**Page excerpt**

Anyone with a hundred bucks and a saliva sample can get some intriguing genetic insights by mail-order. But using DNA for research or clinical purposes requires the whole genome — which means sequencing and processing all 3 billion base pairs which reside within our chromosomes.
The cost to do that has dropped dramatically over the years, from a billion dollars for the very first sequence in 2003 to less than $1,000 today. However, sequencing is only the first part of the process.
Now, the bottleneck for genomic insights is the computational analysis that follows sequencing. It’s the process of detecting key markers and outliers, called variants, in the genetic data.
Parabricks, a startup based in Ann Arbor, Mich., and NVIDIA Inception member, is shrinking the time this analysis takes from a couple days to under an hour. “It’s the first application for secondary analysis of genomic data on a GPU, and it fully matches the state-of-the-art analytical pipeline,” said Dave Gregorka, president of Parabricks.
This speedup enables researchers to efficiently analyze trends in genomic data from entire populations, benefiting the fields of personalized medicine, drug discovery and disease treatment. And it’s a game-changer for medical cases where a patient is in critical condition, and genetic analysis can help a doctor quickly diagnose and develop a treatment plan.
“By analyzing much, much faster, you can get to the right problem and the right solution much more quickly,” said Ankit Sethia, Parabricks cofounder and technical lead.
Need for Speed
The demand for whole genome sequencing and analysis is rising rapidly. Sethia says the amount of genetic data generated is doubling almost every year. At around 300 gigabytes per human genome sample, the computational demand adds up quick.
“When there are tens of thousands of patients, tens of thousands of samples you need to analyze, it can take years using CPU-based processing,” he said.
The Parabricks team developed software that runs on GPUs to rapidly analyze the genome. It identifies mutations and variants in the data, which helps medical professionals understand the patient at a genetic level and decide a path for treatment.

**Given records**
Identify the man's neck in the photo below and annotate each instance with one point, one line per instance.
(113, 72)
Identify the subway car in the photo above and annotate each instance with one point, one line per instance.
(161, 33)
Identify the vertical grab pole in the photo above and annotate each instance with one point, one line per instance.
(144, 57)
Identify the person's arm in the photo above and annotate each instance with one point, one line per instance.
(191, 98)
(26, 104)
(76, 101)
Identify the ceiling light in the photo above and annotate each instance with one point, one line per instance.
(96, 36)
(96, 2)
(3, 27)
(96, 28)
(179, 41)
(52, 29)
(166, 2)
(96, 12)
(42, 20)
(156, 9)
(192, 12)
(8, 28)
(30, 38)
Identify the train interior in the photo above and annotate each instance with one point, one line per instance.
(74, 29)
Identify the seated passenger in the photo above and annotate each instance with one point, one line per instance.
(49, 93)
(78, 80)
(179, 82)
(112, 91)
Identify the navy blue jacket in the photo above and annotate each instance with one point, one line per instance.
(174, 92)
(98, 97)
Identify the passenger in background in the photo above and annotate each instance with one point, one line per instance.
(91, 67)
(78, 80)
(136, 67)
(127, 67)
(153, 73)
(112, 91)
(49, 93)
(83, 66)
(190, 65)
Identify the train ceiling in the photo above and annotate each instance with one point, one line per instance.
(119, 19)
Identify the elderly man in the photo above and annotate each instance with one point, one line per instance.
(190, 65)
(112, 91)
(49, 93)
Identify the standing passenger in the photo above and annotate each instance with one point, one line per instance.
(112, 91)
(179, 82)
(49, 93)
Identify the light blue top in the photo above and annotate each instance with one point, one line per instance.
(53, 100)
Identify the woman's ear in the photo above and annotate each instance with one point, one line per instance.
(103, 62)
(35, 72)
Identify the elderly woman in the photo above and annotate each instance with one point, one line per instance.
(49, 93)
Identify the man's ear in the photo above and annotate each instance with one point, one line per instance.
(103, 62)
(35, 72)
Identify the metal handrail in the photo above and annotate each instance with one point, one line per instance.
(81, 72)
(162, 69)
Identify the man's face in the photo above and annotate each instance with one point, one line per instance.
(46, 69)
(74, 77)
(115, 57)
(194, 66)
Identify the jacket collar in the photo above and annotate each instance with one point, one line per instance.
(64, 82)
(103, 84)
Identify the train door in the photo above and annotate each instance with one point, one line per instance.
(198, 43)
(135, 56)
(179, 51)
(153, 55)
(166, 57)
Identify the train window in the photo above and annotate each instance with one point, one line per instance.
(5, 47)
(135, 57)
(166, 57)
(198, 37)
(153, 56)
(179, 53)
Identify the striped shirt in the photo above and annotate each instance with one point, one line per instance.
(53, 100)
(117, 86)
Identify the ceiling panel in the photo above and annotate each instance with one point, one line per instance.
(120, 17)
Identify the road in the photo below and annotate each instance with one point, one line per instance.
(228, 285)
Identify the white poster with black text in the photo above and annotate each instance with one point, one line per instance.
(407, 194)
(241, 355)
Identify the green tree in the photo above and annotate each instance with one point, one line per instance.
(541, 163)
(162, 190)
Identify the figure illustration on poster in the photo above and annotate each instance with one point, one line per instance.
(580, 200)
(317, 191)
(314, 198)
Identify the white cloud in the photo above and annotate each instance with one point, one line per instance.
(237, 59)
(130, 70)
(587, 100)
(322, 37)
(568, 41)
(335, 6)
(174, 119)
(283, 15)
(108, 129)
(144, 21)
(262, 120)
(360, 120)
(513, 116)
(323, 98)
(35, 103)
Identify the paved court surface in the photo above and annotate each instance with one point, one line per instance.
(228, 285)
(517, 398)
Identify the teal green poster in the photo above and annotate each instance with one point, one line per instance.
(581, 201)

**Goal of the exercise**
Write the next part of the genome-analysis article, beginning right after its final sentence. The records are material separate from the genome-analysis article.

**Result for this task**
Running on a single NVIDIA DGX-1 server, Parabricks’ software can process more than 12,000 whole genomes per year — a feat that would require 40 CPU servers. Parabricks can also run its software on GPUs on the cloud using AWS, Azure or Google Cloud.
To a GPU, processing genomic data isn’t that different from processing an image.
The parallel processing power of GPUs works well for graphics because each pixel can be processed and calculated independently — it’s a bunch of tiny problems next to one another. It’s the same with genomic data, says Sethia. Data from DNA sequencing machines are made up of tiny individual pieces of genetic information that can be crunched separately and then strung back together.
Other speedy genomic analysis solutions suffer from lower accuracy than the current state of the art. Parabricks is up to date with the latest algorithms and, since it’s software, it can be easily updated or customized for users. For its genomic analysis, the startup uses NVIDIA CUDA, including the cuDNN deep learning libraries, as well as TensorRT inferencing software.
Parabricks rolled out the initial version of its GenomeBricks software suite to select customers in March and it’s in use around the globe, including in Singapore, Japan and Thailand. The company is also working on large population study projects, including national initiatives for precision medicine.